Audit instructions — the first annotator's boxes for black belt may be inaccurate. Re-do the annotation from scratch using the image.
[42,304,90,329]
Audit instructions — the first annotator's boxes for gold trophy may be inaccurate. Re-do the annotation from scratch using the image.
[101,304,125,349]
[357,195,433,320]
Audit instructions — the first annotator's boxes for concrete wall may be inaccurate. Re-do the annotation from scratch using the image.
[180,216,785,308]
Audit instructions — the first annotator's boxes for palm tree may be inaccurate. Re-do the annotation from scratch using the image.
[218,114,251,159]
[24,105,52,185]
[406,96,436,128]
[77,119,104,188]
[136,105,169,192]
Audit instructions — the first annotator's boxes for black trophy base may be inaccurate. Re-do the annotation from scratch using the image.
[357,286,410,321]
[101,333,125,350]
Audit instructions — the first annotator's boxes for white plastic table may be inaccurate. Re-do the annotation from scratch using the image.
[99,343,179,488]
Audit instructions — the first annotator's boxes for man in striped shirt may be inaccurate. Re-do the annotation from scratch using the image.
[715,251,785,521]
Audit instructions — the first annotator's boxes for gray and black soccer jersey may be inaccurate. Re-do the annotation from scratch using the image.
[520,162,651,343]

+++

▸ INSTRUCTION: Rewrite these records as a numbered list, leaving out any blank lines.

▸ RIGHT ANSWER:
1. Audit instructions — the first annotator's boxes for black belt may be inaccurate. Re-do the annotation from scratch using the image.
2. [42,304,90,329]
3. Audit instructions — the first annotator's boxes for gold trophy may be inaccurate. Re-do the annotation from scratch using the image.
4. [101,304,125,349]
5. [357,195,433,320]
6. Audit instructions — the first annotator's boxes for concrete wall may be inaccurate. Re-do the annotation from scratch using the image.
7. [180,216,785,308]
8. Audit instructions — the first annotator's boxes for palm tree may be inaccurate. Re-do the annotation from scratch using the image.
9. [218,114,251,159]
10. [24,105,52,185]
11. [406,96,436,128]
12. [77,119,104,188]
13. [136,105,169,192]
14. Audit instructions — the first annotator's boxes for black trophy base may be inaccurate. Re-do the annotation from scratch using the image.
15. [357,286,410,321]
16. [101,333,125,350]
17. Audit instructions — the first annotator's boxes for white plastic table may be inaccurate. Re-do the annotation from scratch using the image.
18. [99,343,179,488]
19. Audit instructions — the first annotator's boxes for man in striped shirt may be inaccurate. Re-do the annotation from scratch using the image.
20. [715,251,785,521]
21. Audit instructions — the first annotator's boxes for gray and black soccer jersey may be inaccurate. Re-do the annotation from scratch using the image.
22. [520,162,651,343]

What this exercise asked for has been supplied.